Saved entries:
************

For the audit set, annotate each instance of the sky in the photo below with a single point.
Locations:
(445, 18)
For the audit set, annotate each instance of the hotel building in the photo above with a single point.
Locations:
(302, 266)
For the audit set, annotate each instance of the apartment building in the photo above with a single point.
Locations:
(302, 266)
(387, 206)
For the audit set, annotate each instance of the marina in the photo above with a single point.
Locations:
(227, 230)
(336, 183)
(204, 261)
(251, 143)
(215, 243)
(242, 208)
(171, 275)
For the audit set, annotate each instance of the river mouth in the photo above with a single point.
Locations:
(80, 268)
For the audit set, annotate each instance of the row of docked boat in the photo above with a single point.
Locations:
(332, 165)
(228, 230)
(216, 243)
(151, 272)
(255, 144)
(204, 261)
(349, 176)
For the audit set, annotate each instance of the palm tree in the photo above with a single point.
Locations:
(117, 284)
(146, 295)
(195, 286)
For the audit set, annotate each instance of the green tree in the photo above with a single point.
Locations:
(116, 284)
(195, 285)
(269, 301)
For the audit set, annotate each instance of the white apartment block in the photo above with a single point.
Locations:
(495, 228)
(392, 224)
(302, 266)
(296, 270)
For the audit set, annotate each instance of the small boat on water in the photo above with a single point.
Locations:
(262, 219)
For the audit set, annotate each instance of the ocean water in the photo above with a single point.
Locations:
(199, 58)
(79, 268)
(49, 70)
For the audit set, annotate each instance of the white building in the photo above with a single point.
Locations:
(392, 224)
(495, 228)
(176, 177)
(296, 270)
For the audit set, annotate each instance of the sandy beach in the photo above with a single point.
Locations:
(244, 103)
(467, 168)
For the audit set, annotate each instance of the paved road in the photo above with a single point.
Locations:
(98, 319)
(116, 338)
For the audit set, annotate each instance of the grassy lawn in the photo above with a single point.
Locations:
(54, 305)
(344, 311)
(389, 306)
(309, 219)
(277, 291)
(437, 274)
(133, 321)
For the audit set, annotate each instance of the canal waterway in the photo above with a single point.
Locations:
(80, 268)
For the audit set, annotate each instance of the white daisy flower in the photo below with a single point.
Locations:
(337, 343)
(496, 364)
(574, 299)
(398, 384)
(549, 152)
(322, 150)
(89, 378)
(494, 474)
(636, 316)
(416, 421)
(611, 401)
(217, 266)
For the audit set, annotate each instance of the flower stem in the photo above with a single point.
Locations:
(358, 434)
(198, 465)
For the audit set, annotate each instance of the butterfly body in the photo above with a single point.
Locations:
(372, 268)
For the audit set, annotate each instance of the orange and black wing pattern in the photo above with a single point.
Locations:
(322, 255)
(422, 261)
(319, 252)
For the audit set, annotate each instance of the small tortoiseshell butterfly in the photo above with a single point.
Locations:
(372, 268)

************

**Task goal**
Extract each entry in full and write it down exactly.

**Result for this task**
For the audit set, annotate each instance of the sky in the photo below with a single point.
Locations:
(445, 18)
For the audit set, annotate each instance of the hotel building in the photo above with a single point.
Locations:
(302, 266)
For the audit set, annotate each instance of the apartment building in the photo above with a single point.
Locations:
(302, 266)
(387, 206)
For the audit set, annotate each instance of the marina in the photo above with a single point.
Locations:
(227, 230)
(336, 183)
(204, 261)
(251, 143)
(215, 243)
(242, 208)
(171, 275)
For the audit set, annotate each instance of the river mouth in the photo above with a single point.
Locations:
(80, 268)
For the audit set, annotate each instance of the row of docked boat in the photo above with a single point.
Locations:
(332, 165)
(228, 230)
(216, 243)
(151, 272)
(255, 144)
(204, 261)
(349, 176)
For the audit set, annotate each instance of the palm tree in the photo above with a single point.
Locations:
(117, 284)
(146, 295)
(195, 286)
For the audit set, annotate each instance of the green tree in the photo above with a single point.
Locations:
(116, 284)
(195, 285)
(269, 301)
For the audit set, annotate each instance of the white apartment block in the photo above with a single point.
Locations:
(495, 228)
(392, 224)
(302, 266)
(296, 270)
For the audit set, annotate each instance of the small boat on water in the photo above with a single point.
Locations:
(262, 219)
For the audit set, annotate each instance of the ocean water in the photo above with a single point.
Locations:
(199, 58)
(79, 268)
(49, 70)
For the audit set, annotate each instance of the white building in the photo above with a single point.
Locations:
(392, 224)
(495, 228)
(176, 177)
(296, 270)
For the audit set, annotate each instance of the sandy beach in the photo above with a single point.
Locations:
(244, 103)
(467, 168)
For the audit set, annotate each instance of the paved road in the photo above with a single point.
Locations:
(98, 319)
(116, 338)
For the audit set, annotate each instance of the grassy lawn in the photo above with a single point.
Locations:
(54, 305)
(344, 311)
(389, 306)
(309, 219)
(277, 291)
(437, 274)
(133, 321)
For the audit set, annotate each instance of the canal waterway in the photo above with a single point.
Locations:
(80, 268)
For the audit set, annotate each instance of the white daisy flower in the photo below with a single point.
Locations:
(337, 343)
(496, 364)
(574, 299)
(398, 384)
(549, 152)
(322, 150)
(89, 378)
(494, 474)
(636, 316)
(416, 421)
(611, 401)
(217, 266)
For the audit set, annotate each instance of the flower stem in the photo above with a single point.
Locations:
(358, 434)
(198, 465)
For the audit set, annotate each instance of the butterfly body in the photo above with a single point.
Locations:
(372, 268)
For the audit set, annotate each instance of the orange and black wing pattern in the photo above with a single point.
Locations:
(322, 255)
(422, 261)
(319, 252)
For the audit set, annotate each instance of the small tortoiseshell butterfly in the photo above with a single point.
Locations:
(372, 268)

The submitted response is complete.